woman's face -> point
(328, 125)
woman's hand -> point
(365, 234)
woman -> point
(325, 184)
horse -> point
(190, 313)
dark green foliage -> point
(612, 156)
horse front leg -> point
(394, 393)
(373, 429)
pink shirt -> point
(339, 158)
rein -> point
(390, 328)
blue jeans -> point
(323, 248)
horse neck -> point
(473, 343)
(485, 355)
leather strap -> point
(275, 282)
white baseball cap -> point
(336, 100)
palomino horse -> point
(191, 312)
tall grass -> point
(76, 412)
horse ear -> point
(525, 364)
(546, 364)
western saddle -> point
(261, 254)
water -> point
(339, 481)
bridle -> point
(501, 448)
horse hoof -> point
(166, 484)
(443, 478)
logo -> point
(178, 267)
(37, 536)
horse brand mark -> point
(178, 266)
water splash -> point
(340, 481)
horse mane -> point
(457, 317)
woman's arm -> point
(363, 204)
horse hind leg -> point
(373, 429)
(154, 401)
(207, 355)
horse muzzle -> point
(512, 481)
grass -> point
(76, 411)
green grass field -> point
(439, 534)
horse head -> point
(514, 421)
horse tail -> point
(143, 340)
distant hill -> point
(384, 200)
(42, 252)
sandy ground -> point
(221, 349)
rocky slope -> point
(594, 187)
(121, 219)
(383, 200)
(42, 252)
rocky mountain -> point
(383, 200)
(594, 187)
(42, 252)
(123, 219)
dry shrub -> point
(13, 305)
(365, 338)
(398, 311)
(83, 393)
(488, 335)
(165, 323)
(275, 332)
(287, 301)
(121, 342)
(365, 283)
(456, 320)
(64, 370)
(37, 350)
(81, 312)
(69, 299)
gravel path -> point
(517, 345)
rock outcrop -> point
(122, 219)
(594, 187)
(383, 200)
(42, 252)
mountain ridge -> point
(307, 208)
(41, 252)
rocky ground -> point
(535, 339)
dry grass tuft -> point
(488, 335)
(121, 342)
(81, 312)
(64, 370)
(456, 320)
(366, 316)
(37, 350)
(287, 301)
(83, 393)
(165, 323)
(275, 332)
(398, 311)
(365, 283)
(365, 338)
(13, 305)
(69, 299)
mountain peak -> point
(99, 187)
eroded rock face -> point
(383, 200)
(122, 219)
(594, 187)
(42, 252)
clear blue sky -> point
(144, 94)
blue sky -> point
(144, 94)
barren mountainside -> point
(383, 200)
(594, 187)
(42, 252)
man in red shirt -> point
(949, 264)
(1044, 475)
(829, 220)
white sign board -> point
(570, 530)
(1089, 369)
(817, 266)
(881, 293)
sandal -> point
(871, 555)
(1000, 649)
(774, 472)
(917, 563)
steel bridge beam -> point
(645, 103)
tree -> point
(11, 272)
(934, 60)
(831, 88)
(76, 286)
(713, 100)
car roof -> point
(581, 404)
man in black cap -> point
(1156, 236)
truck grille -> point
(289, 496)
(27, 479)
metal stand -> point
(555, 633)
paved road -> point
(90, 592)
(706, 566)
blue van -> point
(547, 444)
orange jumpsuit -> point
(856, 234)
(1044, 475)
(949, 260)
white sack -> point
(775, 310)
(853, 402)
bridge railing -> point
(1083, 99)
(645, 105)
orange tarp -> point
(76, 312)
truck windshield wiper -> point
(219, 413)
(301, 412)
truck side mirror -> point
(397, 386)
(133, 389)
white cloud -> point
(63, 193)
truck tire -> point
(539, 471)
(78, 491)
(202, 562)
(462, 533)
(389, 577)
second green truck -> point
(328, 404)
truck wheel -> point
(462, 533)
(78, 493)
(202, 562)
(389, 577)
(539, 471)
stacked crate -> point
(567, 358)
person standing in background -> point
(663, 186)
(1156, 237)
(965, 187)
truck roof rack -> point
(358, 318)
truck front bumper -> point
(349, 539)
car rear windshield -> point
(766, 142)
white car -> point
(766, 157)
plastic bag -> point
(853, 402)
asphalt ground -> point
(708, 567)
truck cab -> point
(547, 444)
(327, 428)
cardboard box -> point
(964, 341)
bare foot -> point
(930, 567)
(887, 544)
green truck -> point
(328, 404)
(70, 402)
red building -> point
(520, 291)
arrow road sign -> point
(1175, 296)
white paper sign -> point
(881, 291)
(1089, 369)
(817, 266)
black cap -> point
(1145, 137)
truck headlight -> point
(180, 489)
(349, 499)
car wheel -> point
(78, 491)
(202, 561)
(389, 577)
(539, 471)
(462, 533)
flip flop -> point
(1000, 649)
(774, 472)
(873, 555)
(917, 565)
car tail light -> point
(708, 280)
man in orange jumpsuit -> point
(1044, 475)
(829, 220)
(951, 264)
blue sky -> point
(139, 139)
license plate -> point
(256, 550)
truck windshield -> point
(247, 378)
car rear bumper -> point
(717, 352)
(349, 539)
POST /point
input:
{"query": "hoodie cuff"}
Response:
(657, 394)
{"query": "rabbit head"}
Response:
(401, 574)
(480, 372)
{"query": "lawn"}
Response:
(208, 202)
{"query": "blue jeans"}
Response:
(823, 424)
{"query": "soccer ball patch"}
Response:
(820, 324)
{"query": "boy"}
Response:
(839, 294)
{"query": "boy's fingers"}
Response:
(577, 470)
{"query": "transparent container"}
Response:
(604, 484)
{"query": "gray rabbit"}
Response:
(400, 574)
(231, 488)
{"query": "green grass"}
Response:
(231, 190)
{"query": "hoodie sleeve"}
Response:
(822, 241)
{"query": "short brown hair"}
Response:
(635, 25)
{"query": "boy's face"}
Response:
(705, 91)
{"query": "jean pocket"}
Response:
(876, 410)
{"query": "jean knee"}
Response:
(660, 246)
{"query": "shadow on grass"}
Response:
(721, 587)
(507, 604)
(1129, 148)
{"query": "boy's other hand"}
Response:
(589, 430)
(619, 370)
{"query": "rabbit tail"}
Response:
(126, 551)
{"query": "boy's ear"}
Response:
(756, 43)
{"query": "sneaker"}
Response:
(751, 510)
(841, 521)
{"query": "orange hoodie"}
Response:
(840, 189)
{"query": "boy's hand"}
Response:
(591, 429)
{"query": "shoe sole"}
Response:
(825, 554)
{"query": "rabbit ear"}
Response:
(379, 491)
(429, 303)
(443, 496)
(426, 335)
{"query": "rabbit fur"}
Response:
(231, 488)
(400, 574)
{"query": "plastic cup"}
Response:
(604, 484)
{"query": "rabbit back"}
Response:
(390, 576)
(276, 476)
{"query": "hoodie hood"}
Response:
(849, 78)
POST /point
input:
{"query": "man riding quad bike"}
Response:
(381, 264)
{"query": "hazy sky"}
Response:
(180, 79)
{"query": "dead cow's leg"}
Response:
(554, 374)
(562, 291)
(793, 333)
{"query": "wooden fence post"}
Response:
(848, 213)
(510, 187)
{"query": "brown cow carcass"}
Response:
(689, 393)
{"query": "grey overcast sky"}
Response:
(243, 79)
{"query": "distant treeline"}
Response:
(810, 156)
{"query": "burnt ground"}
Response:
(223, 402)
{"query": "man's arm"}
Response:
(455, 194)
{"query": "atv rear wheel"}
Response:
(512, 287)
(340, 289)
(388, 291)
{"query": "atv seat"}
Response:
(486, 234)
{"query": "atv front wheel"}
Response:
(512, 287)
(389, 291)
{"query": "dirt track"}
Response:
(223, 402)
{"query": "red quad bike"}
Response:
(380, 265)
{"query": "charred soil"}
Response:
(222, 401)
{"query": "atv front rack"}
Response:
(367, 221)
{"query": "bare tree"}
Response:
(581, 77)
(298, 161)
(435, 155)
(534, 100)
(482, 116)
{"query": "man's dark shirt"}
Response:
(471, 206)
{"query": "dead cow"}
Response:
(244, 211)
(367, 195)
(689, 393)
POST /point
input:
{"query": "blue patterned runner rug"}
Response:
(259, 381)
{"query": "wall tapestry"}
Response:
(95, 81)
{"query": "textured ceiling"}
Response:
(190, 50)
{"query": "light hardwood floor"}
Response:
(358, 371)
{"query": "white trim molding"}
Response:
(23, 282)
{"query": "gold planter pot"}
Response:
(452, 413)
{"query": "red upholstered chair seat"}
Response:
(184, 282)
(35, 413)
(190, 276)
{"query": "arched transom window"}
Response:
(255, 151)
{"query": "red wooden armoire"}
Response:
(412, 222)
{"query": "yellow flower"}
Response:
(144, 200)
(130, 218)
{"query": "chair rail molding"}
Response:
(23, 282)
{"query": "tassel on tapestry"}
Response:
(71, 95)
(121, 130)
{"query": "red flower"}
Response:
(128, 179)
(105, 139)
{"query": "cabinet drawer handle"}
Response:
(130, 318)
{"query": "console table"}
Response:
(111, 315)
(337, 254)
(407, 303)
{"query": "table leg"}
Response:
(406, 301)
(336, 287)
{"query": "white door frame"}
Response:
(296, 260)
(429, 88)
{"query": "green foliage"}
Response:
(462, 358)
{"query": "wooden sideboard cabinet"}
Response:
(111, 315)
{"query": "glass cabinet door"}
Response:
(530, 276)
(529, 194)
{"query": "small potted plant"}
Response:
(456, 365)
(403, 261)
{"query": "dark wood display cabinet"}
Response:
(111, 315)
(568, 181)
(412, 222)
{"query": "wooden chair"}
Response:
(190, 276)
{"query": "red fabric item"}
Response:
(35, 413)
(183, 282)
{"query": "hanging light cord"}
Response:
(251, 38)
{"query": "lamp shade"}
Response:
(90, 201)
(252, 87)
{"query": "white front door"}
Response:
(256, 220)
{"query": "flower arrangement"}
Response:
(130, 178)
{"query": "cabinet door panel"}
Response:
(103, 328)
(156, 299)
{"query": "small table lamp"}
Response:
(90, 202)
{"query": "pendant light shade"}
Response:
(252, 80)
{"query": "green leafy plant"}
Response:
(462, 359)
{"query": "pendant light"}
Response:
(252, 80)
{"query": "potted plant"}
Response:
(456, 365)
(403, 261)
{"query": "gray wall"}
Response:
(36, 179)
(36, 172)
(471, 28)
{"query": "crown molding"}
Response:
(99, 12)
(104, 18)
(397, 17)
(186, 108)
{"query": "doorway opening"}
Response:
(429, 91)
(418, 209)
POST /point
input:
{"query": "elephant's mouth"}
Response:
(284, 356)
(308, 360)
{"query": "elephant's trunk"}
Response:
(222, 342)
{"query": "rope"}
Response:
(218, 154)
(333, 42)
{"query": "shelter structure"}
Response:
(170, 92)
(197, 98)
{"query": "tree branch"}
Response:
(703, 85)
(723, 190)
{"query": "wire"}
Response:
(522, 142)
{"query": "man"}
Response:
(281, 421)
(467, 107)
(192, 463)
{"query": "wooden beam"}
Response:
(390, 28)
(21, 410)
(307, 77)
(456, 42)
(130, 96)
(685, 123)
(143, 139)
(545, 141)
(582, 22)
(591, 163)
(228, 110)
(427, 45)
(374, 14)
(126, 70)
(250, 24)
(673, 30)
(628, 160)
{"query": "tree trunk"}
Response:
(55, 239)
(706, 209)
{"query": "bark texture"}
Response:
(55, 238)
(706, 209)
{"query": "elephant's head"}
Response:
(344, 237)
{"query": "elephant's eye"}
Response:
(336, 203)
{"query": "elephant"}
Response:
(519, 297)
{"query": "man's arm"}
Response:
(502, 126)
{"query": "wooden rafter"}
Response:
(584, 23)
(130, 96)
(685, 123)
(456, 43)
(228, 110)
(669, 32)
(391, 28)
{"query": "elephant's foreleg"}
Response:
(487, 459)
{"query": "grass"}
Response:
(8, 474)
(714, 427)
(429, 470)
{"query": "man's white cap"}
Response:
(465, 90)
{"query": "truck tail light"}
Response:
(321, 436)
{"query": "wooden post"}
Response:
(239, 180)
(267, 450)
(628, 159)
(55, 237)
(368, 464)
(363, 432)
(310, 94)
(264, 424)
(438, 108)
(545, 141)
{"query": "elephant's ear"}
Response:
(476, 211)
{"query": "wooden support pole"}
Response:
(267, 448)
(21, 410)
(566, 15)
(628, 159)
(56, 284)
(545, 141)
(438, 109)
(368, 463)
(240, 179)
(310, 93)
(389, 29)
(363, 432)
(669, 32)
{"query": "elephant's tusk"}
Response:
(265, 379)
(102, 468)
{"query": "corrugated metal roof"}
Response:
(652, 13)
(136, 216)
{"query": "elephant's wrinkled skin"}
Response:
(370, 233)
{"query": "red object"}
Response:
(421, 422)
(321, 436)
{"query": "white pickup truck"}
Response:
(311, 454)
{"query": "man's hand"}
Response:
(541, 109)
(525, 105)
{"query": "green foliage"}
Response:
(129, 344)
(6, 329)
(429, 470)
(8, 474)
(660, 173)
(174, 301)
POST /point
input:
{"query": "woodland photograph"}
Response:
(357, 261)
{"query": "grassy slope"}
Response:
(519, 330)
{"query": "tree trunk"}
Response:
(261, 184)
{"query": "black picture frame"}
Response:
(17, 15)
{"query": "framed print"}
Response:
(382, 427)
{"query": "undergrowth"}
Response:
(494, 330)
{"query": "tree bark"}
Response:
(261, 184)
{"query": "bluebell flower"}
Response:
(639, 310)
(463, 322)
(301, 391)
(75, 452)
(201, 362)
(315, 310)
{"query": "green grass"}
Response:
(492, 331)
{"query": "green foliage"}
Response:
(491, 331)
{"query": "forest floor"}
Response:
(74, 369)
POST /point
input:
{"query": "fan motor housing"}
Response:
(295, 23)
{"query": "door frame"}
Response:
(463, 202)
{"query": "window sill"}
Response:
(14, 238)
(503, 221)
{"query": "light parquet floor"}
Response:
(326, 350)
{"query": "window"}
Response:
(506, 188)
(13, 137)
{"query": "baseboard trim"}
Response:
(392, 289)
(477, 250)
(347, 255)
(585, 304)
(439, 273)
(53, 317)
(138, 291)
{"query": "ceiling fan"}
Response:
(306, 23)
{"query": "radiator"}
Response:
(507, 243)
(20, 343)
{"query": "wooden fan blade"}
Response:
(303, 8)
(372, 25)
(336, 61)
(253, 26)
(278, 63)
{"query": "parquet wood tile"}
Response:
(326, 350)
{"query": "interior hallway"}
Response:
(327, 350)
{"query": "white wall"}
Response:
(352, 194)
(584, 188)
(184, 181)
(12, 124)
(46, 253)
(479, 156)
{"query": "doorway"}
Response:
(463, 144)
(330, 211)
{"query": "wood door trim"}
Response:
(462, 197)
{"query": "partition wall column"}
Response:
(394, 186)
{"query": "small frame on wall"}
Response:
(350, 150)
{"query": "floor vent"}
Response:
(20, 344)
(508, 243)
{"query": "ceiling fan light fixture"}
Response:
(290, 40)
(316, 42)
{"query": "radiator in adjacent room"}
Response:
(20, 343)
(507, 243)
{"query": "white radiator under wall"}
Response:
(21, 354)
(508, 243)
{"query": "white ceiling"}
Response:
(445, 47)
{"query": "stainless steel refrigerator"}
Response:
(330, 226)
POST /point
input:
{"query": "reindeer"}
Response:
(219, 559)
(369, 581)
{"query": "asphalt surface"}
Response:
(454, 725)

DESCRIPTION OF THE TASK:
For an answer, give a copy of every line in the listing that holds the word "lamp".

OUTPUT OF THE TASK:
{"query": "lamp shade"}
{"query": "small table lamp"}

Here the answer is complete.